- [Tareas pendientes]:
(1) Responde con datos de la reseña de «Tres anuncios para un crimen»:
(a) ¿Quién dirige la película y de qué nacionalidad es?
(b) ¿Qué actriz interpreta a Mildred Hayes?
(c) ¿Qué enfermedad padece el jefe de policía Bill Willoughby?
(2) Reescribe el pasaje de la reseña de «Tres anuncios para un crimen» que va desde «La película trata» hasta «de un cáncer.», poniendo «letreros» en lugar de «carteles».
(3) Prolonga la reseña de «Tres anuncios para un crimen» a partir de su última oración.

Tres anuncios para un crimen
Uno no puede dejar de ir a ver “Tres anuncios para un crimen (Three billboards outside Ebbing, Missouri)” sin sentirse condicionado por la ola de premios y de reseñas altamente favorables sobre esta película del británico Martin McDonagh, que la han convertido en la gran favorita de los Oscar de este año (o del año pasado, como usted quiera). La película, sin embargo, supera estas expectativas o incluso las ganas que uno pudiera haber sentido, si es un poco tunante, de llevarle la contra a todos. No, no queda más que coincidir: “Tres anuncios para un crimen” es una gran película, una verdadera obra de arte.
Logra, en primer lugar, la proeza de ser al mismo tiempo un drama de alto calibre y una comedia, negra y no tan negra, pero sin perder el pie por culpa de esta mezcla extrema de ritmos diferentes. No es la primera en hacerlo, por supuesto. Incluso existe un subgénero entero, el “drama cómico” o la “comedia dramática”, que clasifica las obras que se ocupan de lo mismo, pero McDonagh no sigue la receta de, digamos, películas como “Fargo” u otras de los hermanos Cohen, o al menos no lo hace sin aportar a la corriente con un notable toque personal.
La película trata de una mujer (Mildred Hayes, interpretada soberbiamente por Frances McDormand) que no mucho antes ha perdido a su hija, raptada, violada y asesinada por algún individuo que hasta entonces la policía no ha podido descubrir. Cansada de esta dilación, se le ocurre una idea muy propia de la meca del capitalismo, o quizá haya que decir de la modernidad universal: contrata tres carteles carreteros para recordarle al jefe de policía Bill Willoughby (muy bien encarnado por Woody Harrelson) cuáles son sus obligaciones, sin tomar en cuenta que así expone a un hombre que está en las últimas por culpa de un cáncer.
La medida de Mildred le cae como una patada a los conservadores y egoístas habitantes del pueblo de Ebbing, Missouri, en particular a un discípulo de Willoughby, el tonto y violento policía Dixon, que en la excelente versión de Sam Rockwell se irá convirtiendo paulatinamente en protagonista del filme.
Mildred, un personaje entrañable donde los haya, tiene unos cuantos amigos que la respaldan y además está dispuesta a hacer todo lo que sea necesario para reivindicar a su hija y la justicia que se le debe. Como proclama ante Willoughby, si presenta su queja ante él, pese a que está agonizando, es porque no serviría de nada que lo hiciera cuando ya estuviera muerto…
Con lo que tenemos un ejemplo del mecanismo en esta película por el cual la comedia se va infiltrando en el drama: gracias a esta clase de afirmaciones, las cuales forman parte de un diálogo vitriólico y a la vez (esto es muy importante) compasivo, que no busca burlarse de lo terrible, convirtiéndolo entonces (a lo terrible) en un fenómeno inverosímil, como ocurre normalmente en el mundo de lo “negro”; sino que más bien procura retratar la coexistencia de lo terrible con la risa, o con el amor, o con la fraternidad, o con la perseverancia, como tantas otras manifestaciones de lo humano. Si lo trágico, con su amenaza de anulación total, nos sume en un encantamiento desesperado de apatía y dolor; lo humorístico, como recordatorio privilegiado de nuestra inteligencia y por tanto de nuestra humanidad, nos despierta, desencantándonos, nos anima, nos exige valor.

- [Datos registrados]:
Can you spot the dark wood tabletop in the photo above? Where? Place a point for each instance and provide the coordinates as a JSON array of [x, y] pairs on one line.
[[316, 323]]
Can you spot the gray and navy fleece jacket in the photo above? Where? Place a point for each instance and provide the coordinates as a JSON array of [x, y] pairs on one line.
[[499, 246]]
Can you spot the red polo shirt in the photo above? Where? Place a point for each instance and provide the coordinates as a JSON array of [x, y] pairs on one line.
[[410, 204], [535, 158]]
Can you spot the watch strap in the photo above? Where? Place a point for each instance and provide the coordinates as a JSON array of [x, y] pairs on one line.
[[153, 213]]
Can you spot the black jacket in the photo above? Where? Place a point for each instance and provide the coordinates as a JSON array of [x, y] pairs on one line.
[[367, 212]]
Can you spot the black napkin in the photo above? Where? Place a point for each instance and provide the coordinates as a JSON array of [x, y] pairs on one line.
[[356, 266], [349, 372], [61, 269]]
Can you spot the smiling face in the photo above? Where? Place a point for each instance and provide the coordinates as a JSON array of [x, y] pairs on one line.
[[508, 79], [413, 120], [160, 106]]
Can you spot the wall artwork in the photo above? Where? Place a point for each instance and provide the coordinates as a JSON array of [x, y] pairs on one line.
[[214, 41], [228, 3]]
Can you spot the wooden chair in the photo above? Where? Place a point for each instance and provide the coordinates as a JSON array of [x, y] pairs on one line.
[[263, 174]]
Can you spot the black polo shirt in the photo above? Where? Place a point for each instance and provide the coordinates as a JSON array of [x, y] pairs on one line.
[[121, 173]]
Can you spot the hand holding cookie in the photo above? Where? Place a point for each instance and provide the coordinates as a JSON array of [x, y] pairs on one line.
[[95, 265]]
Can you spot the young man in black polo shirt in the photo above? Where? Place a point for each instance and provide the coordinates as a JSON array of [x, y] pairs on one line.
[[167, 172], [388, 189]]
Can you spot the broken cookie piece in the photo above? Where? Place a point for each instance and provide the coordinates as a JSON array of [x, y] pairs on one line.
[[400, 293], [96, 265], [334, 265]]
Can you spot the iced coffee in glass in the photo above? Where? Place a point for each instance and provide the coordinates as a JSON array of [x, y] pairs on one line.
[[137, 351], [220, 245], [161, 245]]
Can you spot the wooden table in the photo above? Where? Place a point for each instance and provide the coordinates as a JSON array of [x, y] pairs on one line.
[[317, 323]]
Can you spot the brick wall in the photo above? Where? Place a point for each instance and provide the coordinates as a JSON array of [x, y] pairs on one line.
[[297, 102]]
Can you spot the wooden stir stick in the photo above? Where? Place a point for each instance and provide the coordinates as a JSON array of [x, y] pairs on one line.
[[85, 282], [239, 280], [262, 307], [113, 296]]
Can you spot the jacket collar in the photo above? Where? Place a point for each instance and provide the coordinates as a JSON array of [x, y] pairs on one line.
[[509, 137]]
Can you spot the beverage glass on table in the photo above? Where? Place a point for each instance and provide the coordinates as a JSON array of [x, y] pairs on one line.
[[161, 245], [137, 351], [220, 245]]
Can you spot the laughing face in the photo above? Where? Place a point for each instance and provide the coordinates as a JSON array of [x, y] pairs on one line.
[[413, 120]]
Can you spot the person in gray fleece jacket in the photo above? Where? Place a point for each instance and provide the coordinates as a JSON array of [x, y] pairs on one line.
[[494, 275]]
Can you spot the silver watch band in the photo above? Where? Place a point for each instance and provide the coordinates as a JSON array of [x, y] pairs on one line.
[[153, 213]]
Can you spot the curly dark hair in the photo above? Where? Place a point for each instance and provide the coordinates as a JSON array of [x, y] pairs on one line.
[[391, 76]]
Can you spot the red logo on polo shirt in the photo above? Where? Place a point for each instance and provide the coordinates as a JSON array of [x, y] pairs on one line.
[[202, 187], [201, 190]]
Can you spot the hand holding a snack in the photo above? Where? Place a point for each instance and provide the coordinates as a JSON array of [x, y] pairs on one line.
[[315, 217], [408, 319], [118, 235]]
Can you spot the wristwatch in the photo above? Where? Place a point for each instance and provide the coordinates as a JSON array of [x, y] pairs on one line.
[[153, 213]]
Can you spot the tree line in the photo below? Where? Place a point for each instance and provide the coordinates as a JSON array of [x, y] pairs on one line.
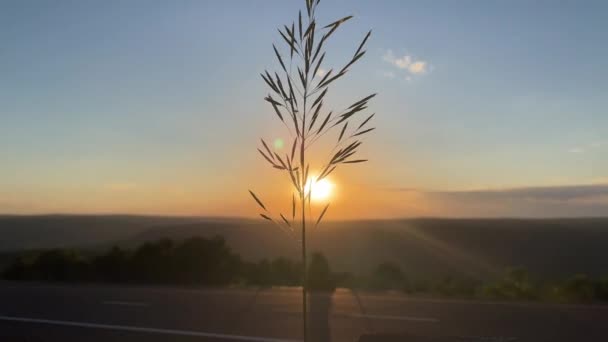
[[211, 262]]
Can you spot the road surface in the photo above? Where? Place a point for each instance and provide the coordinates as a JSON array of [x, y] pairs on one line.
[[45, 312]]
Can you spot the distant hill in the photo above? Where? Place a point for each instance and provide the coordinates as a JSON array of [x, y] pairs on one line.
[[428, 247]]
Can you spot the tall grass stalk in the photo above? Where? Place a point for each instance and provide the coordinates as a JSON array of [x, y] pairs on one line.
[[297, 93]]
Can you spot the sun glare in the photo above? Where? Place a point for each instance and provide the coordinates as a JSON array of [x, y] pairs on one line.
[[319, 191]]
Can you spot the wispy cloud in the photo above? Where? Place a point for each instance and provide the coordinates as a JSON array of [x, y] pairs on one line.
[[406, 63], [120, 187], [537, 201], [576, 150], [588, 147]]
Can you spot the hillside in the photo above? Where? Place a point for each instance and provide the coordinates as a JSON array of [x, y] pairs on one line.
[[426, 247]]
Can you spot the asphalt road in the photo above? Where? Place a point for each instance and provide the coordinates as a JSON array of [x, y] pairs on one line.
[[43, 312]]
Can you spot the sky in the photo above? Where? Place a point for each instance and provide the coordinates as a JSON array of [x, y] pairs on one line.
[[485, 108]]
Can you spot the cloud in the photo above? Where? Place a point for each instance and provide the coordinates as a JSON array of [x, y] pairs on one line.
[[588, 147], [535, 201], [406, 63], [388, 74], [120, 187], [419, 67], [576, 150]]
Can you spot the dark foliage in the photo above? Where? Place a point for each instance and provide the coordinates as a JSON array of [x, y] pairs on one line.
[[211, 262]]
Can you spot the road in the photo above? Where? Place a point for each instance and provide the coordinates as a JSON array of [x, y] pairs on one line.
[[44, 312]]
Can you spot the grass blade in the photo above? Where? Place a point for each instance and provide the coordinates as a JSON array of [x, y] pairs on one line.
[[322, 214], [258, 200]]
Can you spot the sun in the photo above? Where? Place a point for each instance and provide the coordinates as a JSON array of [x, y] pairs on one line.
[[319, 191]]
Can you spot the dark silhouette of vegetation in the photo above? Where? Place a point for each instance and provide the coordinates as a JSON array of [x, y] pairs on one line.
[[211, 262]]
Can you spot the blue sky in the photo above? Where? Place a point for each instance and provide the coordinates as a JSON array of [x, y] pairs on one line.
[[106, 104]]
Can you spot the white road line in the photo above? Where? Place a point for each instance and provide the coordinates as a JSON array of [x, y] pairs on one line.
[[115, 302], [144, 330], [380, 317], [396, 318]]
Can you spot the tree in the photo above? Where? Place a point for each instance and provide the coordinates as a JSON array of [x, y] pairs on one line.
[[297, 96]]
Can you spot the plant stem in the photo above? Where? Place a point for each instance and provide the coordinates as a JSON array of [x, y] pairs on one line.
[[304, 271]]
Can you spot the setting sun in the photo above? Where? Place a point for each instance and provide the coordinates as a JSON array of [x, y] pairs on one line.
[[319, 191]]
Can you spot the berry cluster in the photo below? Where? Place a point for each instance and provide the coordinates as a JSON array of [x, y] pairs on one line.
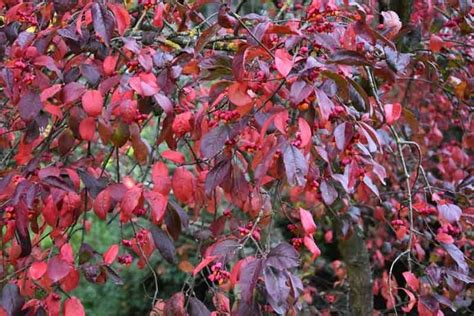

- [Respuestas]:
(1)
(a) Martin McDonagh, británico.
(b) Frances McDormand.
(c) Cáncer.

(2)
La película trata de una mujer (Mildred Hayes, interpretada soberbiamente por Frances McDormand) que no mucho antes ha perdido a su hija, raptada, violada y asesinada por algún individuo que hasta entonces la policía no ha podido descubrir. Cansada de esta dilación, se le ocurre una idea muy propia de la meca del capitalismo, o quizá haya que decir de la modernidad universal: contrata tres letreros carreteros para recordarle al jefe de policía Bill Willoughby (muy bien encarnado por Woody Harrelson) cuáles son sus obligaciones, sin tomar en cuenta que así expone a un hombre que está en las últimas por culpa de un cáncer.

(3)
La crítica en la que más confío, mi hija Matilde, me dijo sobre este película algo que quiero repetir aquí: ¿De qué habla McDonagh? De un conjunto de personajes llenos de rabia que, gracias a un elemento catalizador (que ella identifica como la enfermedad y la muerte del jefe de policía), terminan sustituyendo su ira por algo distinto, algo que se parece bastante al amor.
Semejante transición, claro está, todo el tiempo corre el riesgo de resbalar en el melodrama. Esto no ocurre más que en un par de momentos, pero estos impiden que el filme sea perfecto (lo que tal vez sea necesario, dada la filosofía existencial que defiende).
¿Cómo se reconoce a una verdadera obra de arte? Una verdadera obra de arte es la que admite diferentes interpretaciones, muchos diferentes recortes y lecturas y perspectivas. El espectador encontrará en este caso que la de mi hija es solo una de las muchas posibles. Esta ambigüedad, que sin embargo nada tiene que ver con la confusión, emparenta a una verdadera obra de arte con la vida. Una experiencia que resulta muy rara… Llegar a la vida a través del arte enriquece a ambos y por eso es difícil de lograre y cuando finalmente ocurre merece ser celebrado.
Una forma de celebración, claro está, puede ser dar premios a los artistas que logran el milagro.